All functions take the same interface–a list of numbers separated by spaces or newlines that’s presented to the function on stdin.

Other stem implementations

The initial stem code was difficult to get right in awk so it was initially implemented in C and Python:

C

#include <stdio.h>
#include <math.h>
#include <limits.h> /* INT_MAX */
#include <stdlib.h> /* abs */

static int imin2(int x, int y)
{
    return (x < y) ? x : y;
}

static int imax2(int x, int y)
{
    return (x < y) ? y : x;
}


static void stem_print(int close, int dist, int ndigits)
{
    if((close/10 == 0) && (dist < 0))
	printf("  %*s | ", ndigits, "-0");
    else
        printf("  %*d | ", ndigits, close/10);
}

static int cmp(const void* a, const void* b) {
   return((*(double*)a) == (*(double*)b) ? 0 : ((*(double*)a) < (*(double*)b) ? -1 : 1));
}

static int
stem_leaf(double *x, int n, double scale, int width, double atom)
{
    double r, c, x1, x2;
    double mu, lo, hi;
    int mm, k, i, j, xi;
    int ldigits, hdigits, ndigits, pdigits;

    if(n <= 1)
	return EXIT_FAILURE;

    qsort(x, n, sizeof(*x), cmp);

    printf("\n");
    mu = 10;
    if(x[n-1] > x[0]) {
	r = atom + (x[n-1] - x[0])/scale;
	c = pow(10.0, (int)(1.0 - floor(log10(r))));
	mm = imin2(2, imax2(0, (int)(r*c/25)));
	k = 3*mm + 2 - 150/(n + 50);
	if ((k-1)*(k-2)*(k-5) == 0) {
	    c *= 10.;
        }
	/* need to ensure that x[i]*c does not integer overflow */
	x1 = fabs(x[0]); x2 = fabs(x[n-1]);
	if(x2 > x1) x1 = x2;
	while(x1*c > INT_MAX) c /= 10;
	if (k*(k-4)*(k-8) == 0) mu = 5;
	if ((k-1)*(k-5)*(k-6) == 0) mu = 20;
    } else {
	r = atom + fabs(x[0])/scale;
	c = pow(10.0, (int)(1.0 - floor(log10(r))));
    }
    
    /* Find the print width of the stem. */

    lo = floor(x[0]*c/mu)*mu;
    hi = floor(x[n-1]*c/mu)*mu;
    ldigits = (lo < 0) ? (int) floor(log10(-(double)lo)) + 1 : 0;
    hdigits = (hi > 0) ? (int) floor(log10((double)hi)): 0;
    ndigits = (ldigits < hdigits) ? hdigits : ldigits;

    /* Starting cell */

    if(lo < 0 && floor(x[0]*c) == lo) lo = lo - mu;
    hi = lo + mu;
    if(floor(x[0]*c+0.5) > hi) {
	lo = hi;
	hi = lo + mu;
    }

    /* Print out the info about the decimal place */

    pdigits = 1 - (int) floor(log10(c) + 0.5);

    printf("  The decimal point is ");
    if(pdigits == 0)
	printf("at the |\n\n");
    else
	printf("%d digit(s) to the %s of the |\n\n",abs(pdigits),
		(pdigits > 0) ? "right" : "left");
    i = 0;
    do {
	if(lo < 0)

## SUPPLIED DATA:
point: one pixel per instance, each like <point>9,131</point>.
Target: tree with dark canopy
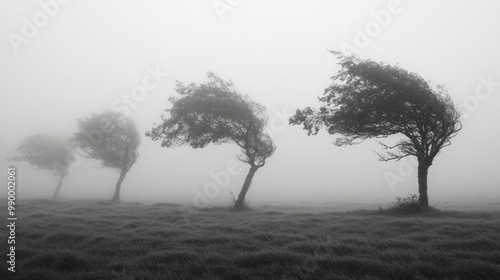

## EXERCISE REQUIREMENTS:
In the page on stem implementations, how would you restate the paragraph beginning "The initial stem code was difficult" in a single shorter sentence that keeps its main facts?

## REPLY TO THE TASK:
Because the first stem code was hard to get right in awk, it was first written in C and Python.